**PROVIDED DATA:**
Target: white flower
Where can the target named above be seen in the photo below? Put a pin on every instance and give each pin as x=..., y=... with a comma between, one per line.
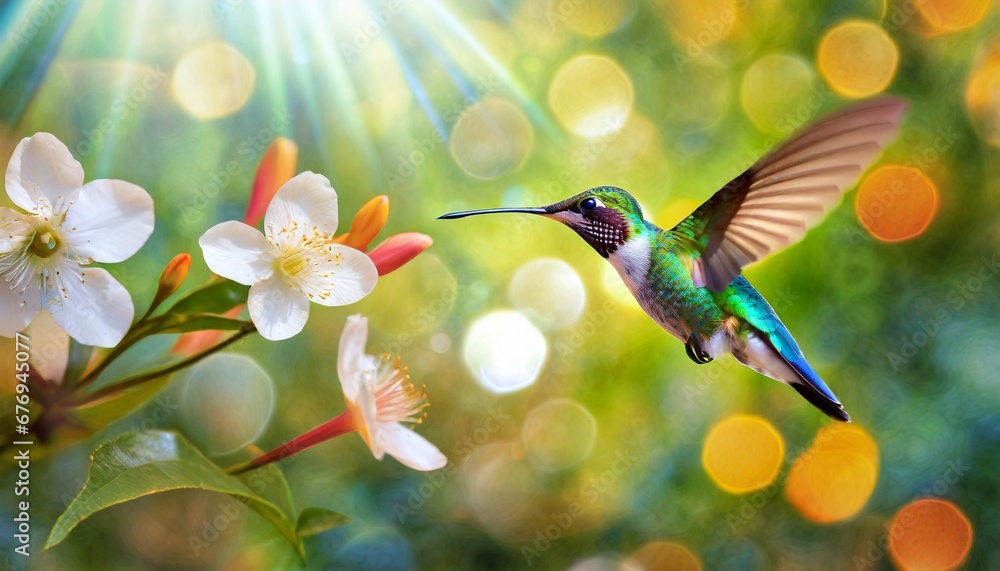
x=294, y=261
x=380, y=397
x=44, y=253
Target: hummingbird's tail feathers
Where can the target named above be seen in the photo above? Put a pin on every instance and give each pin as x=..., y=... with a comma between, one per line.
x=814, y=390
x=761, y=354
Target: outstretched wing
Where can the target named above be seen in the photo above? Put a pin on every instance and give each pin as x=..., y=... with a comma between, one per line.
x=779, y=198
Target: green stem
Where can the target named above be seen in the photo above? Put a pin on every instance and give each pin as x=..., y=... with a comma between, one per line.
x=130, y=382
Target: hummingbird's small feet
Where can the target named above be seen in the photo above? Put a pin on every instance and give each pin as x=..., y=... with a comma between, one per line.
x=695, y=351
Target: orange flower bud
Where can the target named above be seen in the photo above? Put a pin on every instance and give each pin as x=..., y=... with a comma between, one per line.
x=196, y=341
x=368, y=222
x=277, y=166
x=397, y=250
x=171, y=278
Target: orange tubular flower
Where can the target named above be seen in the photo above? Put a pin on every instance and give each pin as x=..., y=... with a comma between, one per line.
x=397, y=250
x=277, y=167
x=368, y=222
x=172, y=277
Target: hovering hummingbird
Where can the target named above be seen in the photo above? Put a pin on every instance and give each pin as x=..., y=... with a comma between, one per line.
x=688, y=278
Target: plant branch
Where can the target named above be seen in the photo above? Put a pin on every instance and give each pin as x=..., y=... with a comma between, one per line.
x=135, y=380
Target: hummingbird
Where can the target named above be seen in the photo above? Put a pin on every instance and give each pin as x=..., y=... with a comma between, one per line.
x=688, y=280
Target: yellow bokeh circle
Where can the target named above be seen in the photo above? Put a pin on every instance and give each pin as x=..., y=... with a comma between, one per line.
x=591, y=95
x=213, y=80
x=491, y=138
x=698, y=23
x=929, y=534
x=835, y=477
x=592, y=18
x=896, y=202
x=982, y=96
x=777, y=90
x=857, y=58
x=948, y=15
x=671, y=555
x=743, y=453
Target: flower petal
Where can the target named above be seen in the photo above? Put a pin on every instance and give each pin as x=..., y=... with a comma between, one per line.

**TASK DIRECTIONS:** Could you express the data above, from the line with "Target: hovering hummingbird" up to and including the line with "x=688, y=278", as a Markdown table with the columns Row and Data line, one row per line and blank lines left out?

**RESPONSE TO THIS EXERCISE:**
| Row | Data line |
|---|---|
| 1 | Target: hovering hummingbird |
| 2 | Where can the target named above be seen in the photo above? Put a pin on every instance and give each pin as x=..., y=... with a comma between, one per line. |
| 3 | x=688, y=278 |